━━ Source material

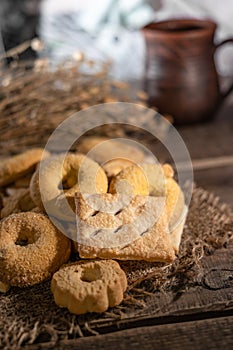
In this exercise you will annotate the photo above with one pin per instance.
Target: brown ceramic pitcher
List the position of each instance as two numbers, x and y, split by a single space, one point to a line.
180 73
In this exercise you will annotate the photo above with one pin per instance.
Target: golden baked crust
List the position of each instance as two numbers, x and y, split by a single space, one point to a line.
115 148
55 192
18 202
31 249
114 166
89 286
152 243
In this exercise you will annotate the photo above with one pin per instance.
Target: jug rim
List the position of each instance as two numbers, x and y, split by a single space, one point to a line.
180 27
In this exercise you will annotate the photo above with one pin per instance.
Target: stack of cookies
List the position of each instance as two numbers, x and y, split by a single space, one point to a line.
113 208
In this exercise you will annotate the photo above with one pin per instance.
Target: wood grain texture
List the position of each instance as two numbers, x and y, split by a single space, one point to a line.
212 334
210 293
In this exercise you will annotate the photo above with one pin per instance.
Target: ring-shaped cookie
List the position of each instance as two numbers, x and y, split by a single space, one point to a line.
55 182
31 249
89 286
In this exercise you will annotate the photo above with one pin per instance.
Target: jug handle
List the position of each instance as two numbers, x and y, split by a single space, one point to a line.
229 40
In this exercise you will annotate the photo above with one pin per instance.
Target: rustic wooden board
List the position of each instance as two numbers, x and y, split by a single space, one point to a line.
210 294
205 334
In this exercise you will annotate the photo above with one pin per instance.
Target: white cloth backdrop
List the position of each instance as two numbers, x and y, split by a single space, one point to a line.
109 29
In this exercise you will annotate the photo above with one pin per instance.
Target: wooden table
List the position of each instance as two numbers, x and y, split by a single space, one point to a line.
202 317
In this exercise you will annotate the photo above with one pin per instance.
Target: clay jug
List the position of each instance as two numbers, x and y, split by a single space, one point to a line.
180 73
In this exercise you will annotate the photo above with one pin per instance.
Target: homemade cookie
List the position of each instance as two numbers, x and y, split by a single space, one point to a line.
138 231
89 286
31 249
102 152
143 179
17 166
114 166
55 182
18 202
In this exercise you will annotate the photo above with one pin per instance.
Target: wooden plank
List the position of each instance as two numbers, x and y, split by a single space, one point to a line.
218 181
212 334
211 292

━━━━

[The task] Say how many lines of the material contain the word "wooden". Add nothing to the number.

[Task answer] 3